--- RECORDS FOR THE TASK ---
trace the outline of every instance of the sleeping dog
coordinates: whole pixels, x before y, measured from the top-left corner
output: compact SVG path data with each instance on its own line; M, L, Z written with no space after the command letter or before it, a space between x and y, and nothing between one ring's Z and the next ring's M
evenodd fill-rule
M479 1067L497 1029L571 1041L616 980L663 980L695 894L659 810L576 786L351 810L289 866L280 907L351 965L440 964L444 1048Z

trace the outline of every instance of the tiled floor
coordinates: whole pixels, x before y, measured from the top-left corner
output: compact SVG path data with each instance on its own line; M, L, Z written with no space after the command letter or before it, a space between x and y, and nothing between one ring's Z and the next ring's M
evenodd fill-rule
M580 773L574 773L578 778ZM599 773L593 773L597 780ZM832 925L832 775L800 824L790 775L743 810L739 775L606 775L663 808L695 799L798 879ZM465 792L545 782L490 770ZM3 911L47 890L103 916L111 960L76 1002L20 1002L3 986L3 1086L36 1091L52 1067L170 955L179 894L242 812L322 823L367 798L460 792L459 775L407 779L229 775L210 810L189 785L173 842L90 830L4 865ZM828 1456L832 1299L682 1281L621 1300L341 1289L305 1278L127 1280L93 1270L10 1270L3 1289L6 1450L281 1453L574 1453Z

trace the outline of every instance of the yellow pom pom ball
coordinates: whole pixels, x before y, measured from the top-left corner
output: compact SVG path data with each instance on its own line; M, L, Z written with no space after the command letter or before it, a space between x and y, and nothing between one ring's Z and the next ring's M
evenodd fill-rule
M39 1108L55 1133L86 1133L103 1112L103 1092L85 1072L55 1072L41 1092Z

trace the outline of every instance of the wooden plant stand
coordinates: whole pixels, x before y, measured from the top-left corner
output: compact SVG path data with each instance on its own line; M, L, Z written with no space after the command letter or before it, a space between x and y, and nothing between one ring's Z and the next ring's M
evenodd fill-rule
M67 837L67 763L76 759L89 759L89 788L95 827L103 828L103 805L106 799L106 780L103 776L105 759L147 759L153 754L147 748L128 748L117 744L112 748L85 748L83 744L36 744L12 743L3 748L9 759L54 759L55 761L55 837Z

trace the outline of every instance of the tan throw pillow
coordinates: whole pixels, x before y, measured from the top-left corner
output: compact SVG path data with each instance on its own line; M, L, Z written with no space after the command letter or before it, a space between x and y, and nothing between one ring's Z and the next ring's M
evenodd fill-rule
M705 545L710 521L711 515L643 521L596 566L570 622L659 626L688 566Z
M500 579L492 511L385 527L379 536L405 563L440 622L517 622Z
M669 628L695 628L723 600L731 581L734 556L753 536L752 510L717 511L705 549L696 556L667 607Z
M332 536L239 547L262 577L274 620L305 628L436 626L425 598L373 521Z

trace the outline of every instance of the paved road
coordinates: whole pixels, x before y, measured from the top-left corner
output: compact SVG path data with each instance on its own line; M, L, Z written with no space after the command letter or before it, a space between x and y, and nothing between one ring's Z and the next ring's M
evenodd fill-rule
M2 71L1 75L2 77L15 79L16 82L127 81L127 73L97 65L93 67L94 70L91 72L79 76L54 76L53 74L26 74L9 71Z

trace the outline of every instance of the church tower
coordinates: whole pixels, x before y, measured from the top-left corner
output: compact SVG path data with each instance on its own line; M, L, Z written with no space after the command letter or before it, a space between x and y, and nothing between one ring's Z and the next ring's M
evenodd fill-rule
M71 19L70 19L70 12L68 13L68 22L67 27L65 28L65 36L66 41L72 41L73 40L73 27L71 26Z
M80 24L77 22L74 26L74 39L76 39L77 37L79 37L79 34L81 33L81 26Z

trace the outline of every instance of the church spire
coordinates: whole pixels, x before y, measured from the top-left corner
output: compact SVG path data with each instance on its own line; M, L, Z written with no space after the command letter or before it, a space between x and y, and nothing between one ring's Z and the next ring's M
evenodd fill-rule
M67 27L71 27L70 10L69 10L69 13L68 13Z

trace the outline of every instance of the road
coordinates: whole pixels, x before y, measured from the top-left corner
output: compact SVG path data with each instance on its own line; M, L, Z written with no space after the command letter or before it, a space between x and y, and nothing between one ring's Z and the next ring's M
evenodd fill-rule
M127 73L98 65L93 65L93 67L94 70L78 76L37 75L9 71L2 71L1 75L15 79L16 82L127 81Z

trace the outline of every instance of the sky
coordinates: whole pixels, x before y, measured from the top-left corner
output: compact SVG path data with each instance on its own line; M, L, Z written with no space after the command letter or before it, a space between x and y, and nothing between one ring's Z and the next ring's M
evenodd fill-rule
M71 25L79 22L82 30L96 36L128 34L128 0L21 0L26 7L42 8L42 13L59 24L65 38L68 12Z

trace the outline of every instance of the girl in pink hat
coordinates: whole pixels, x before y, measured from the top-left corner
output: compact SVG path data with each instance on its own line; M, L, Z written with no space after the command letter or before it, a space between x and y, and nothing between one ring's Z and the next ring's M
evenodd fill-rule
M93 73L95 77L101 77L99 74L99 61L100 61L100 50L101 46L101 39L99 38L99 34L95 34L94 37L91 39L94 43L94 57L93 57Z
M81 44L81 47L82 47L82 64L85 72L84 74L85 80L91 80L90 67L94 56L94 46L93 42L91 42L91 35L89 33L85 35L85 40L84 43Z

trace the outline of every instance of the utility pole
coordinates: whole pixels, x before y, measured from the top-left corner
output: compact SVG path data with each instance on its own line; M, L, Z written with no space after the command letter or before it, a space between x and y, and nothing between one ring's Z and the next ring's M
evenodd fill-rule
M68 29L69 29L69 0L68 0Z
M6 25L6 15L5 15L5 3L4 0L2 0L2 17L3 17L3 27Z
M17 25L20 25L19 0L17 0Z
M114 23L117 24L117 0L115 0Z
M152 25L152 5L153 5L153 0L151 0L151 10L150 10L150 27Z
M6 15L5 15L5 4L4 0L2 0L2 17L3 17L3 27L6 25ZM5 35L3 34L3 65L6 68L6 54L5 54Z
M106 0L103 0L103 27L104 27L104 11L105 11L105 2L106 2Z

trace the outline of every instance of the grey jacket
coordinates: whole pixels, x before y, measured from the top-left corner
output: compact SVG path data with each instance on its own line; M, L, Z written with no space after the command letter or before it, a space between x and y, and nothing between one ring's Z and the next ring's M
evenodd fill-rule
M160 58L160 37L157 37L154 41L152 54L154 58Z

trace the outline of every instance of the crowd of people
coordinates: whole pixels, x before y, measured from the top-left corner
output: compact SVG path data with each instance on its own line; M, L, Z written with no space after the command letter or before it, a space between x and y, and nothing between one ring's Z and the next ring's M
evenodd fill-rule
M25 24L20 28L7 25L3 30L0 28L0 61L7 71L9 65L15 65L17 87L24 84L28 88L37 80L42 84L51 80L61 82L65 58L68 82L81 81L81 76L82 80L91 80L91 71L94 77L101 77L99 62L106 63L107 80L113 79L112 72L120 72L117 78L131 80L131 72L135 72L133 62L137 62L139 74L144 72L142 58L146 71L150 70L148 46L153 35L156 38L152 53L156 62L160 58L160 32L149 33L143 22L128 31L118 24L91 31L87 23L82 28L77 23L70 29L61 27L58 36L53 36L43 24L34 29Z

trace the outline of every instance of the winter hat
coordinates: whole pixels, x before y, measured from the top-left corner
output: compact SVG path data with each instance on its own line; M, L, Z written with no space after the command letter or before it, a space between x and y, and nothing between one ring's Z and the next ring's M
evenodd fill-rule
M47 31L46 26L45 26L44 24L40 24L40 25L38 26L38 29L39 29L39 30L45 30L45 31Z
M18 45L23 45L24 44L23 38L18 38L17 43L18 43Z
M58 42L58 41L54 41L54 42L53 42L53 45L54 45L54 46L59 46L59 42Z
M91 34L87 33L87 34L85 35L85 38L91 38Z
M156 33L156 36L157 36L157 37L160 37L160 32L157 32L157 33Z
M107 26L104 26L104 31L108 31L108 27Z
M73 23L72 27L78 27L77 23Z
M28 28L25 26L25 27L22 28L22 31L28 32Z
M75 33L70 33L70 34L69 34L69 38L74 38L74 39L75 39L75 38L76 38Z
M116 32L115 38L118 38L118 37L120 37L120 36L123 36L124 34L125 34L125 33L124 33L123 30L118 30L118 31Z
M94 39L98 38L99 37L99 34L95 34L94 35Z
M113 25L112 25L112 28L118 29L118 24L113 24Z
---
Copy the entries from the line with "trace the outline of every instance of the tan" to the line with "M2 71L1 75L2", keeping every character as it stands.

FINAL RESULT:
trace the outline of every instance of the tan throw pillow
coordinates: whole pixels, x before y, measured from the top-left corner
output: compact SVG path data with each instance on its own line; M, L, Z written with no space after the command letter or before it, a space between x and y, and nothing between one ring's Z and the next ring's M
evenodd fill-rule
M705 545L710 521L711 515L643 521L596 566L570 622L659 626L688 566Z
M500 579L492 511L385 527L379 536L405 563L440 622L517 622Z
M669 628L695 628L723 600L731 581L734 556L753 536L752 510L717 511L705 549L696 556L667 607Z
M332 536L239 547L262 577L274 620L305 628L436 626L425 598L373 521Z

trace the outline of every instance of the paved road
coordinates: whole pixels, x before y, measured from the top-left corner
output: compact SVG path data with each instance on its own line; M, L, Z written with no space after the command letter or before it, a space between x and y, and nothing between one ring's Z and the next ring's M
evenodd fill-rule
M2 71L1 75L2 77L15 79L16 82L127 81L127 73L97 65L93 67L94 70L91 72L79 76L54 76L53 74L26 74L9 71Z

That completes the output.